# Quran class in barsha 1



## samanbengali (Jan 13, 2012)

Hi,
Just moved to Dubai n living in barsha 1 opposite Lulu, can anyone tell me about a Quran,translation tafseer class nearby ?


----------



## Tropicana (Apr 29, 2010)

Not sure, you may want to search by going to the Greens Masjid. I am sure people there would have an idea


----------



## samanbengali (Jan 13, 2012)

Well actually there's a mosque just next to lulu, but it's new n hardly any women ever come there. So it would be nice yo go o a centre where I can meet other people as well.


----------



## Tropicana (Apr 29, 2010)

I understand. I have been searching for such "community centre" style masajid here , but hardly find any....

I am guessing the Greens Masjid might be more of that type than the one next to Lulu's

Hope you dont mind me asking, are you of Bengali origin ?

Just asking as since I moved to Dubai I hardly met many Bengalis, I know they exist but Dubai is so spread out you never seem to meet any !


----------



## samanbengali (Jan 13, 2012)

I'm a Pakistani actually with parents who migrated from india. Bengali is my family name as family had businesses there before we split up. Where do u live ? And when did u move to Dubai ? Maybe we could meet up at the mosque sometime


----------



## saima1215 (May 31, 2010)

Tropicana said:


> I understand. I have been searching for such "community centre" style masajid here , but hardly find any....
> 
> I am guessing the Greens Masjid might be more of that type than the one next to Lulu's
> 
> ...


Hi! Are you Bengali? Since I've moved here I've hardly met any as well. I'm American/Bengali. I was born and raised in NY but my parents are from Bangladesh.


----------



## ibkiss (Feb 1, 2012)

saima1215 said:


> Hi! Are you Bengali? Since I've moved here I've hardly met any as well. I'm American/Bengali. I was born and raised in NY but my parents are from Bangladesh.


Well , this forum does really unite folks coz I fall in ure community & wanna just say hi !!!
There are many bengalis but not many in freehold areas like greens probably you'd find them in the older areas of dubai like deira & many are in ajman .... hope this helps as I'm in uae for uhmm 20 yrs


----------

Directive 1: Write out the entire forum thread about finding a Quran class in Barsha 1, word for word.
Directive 2: Gather every line of the rows that contains the word "table".
These rows are unrelated to the forum thread.

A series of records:
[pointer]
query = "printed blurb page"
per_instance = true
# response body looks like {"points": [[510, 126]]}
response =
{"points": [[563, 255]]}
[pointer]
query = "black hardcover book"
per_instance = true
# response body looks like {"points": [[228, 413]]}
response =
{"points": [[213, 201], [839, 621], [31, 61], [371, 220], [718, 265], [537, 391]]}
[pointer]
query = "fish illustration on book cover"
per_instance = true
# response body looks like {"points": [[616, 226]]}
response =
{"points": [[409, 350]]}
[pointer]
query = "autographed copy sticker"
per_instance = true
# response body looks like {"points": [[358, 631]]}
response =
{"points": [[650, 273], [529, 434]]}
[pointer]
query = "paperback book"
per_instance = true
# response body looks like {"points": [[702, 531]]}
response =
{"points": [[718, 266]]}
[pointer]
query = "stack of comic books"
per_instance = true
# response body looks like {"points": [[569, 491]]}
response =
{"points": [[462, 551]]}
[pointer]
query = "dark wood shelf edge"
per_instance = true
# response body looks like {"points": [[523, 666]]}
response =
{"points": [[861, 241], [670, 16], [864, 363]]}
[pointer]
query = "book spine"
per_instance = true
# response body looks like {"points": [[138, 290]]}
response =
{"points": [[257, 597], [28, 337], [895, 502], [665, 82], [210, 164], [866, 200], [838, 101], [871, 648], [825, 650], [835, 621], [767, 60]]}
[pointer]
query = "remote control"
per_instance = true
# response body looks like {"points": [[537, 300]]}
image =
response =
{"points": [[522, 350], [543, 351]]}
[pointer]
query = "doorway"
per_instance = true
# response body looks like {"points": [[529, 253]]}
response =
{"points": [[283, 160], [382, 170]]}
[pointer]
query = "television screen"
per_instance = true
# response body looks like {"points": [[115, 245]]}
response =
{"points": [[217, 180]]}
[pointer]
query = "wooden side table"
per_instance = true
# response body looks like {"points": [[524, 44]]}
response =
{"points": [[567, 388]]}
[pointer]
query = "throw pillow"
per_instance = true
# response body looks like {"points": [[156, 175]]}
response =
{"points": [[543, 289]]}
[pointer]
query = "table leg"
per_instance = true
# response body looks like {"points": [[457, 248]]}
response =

Worked answer 1:
# Quran class in barsha 1



## samanbengali (Jan 13, 2012)

Hi,
Just moved to Dubai n living in barsha 1 opposite Lulu, can anyone tell me about a Quran,translation tafseer class nearby ?


----------



## Tropicana (Apr 29, 2010)

Not sure, you may want to search by going to the Greens Masjid. I am sure people there would have an idea


----------



## samanbengali (Jan 13, 2012)

Well actually there's a mosque just next to lulu, but it's new n hardly any women ever come there. So it would be nice yo go o a centre where I can meet other people as well.


----------



## Tropicana (Apr 29, 2010)

I understand. I have been searching for such "community centre" style masajid here , but hardly find any....

I am guessing the Greens Masjid might be more of that type than the one next to Lulu's

Hope you dont mind me asking, are you of Bengali origin ?

Just asking as since I moved to Dubai I hardly met many Bengalis, I know they exist but Dubai is so spread out you never seem to meet any !


----------



## samanbengali (Jan 13, 2012)

I'm a Pakistani actually with parents who migrated from india. Bengali is my family name as family had businesses there before we split up. Where do u live ? And when did u move to Dubai ? Maybe we could meet up at the mosque sometime


----------



## saima1215 (May 31, 2010)

Tropicana said:


> I understand. I have been searching for such "community centre" style masajid here , but hardly find any....
> 
> I am guessing the Greens Masjid might be more of that type than the one next to Lulu's
> 
> ...


Hi! Are you Bengali? Since I've moved here I've hardly met any as well. I'm American/Bengali. I was born and raised in NY but my parents are from Bangladesh.


----------



## ibkiss (Feb 1, 2012)

saima1215 said:


> Hi! Are you Bengali? Since I've moved here I've hardly met any as well. I'm American/Bengali. I was born and raised in NY but my parents are from Bangladesh.


Well , this forum does really unite folks coz I fall in ure community & wanna just say hi !!!
There are many bengalis but not many in freehold areas like greens probably you'd find them in the older areas of dubai like deira & many are in ajman .... hope this helps as I'm in uae for uhmm 20 yrs


----------

Worked answer 2:
query = "wooden side table"
query = "table leg"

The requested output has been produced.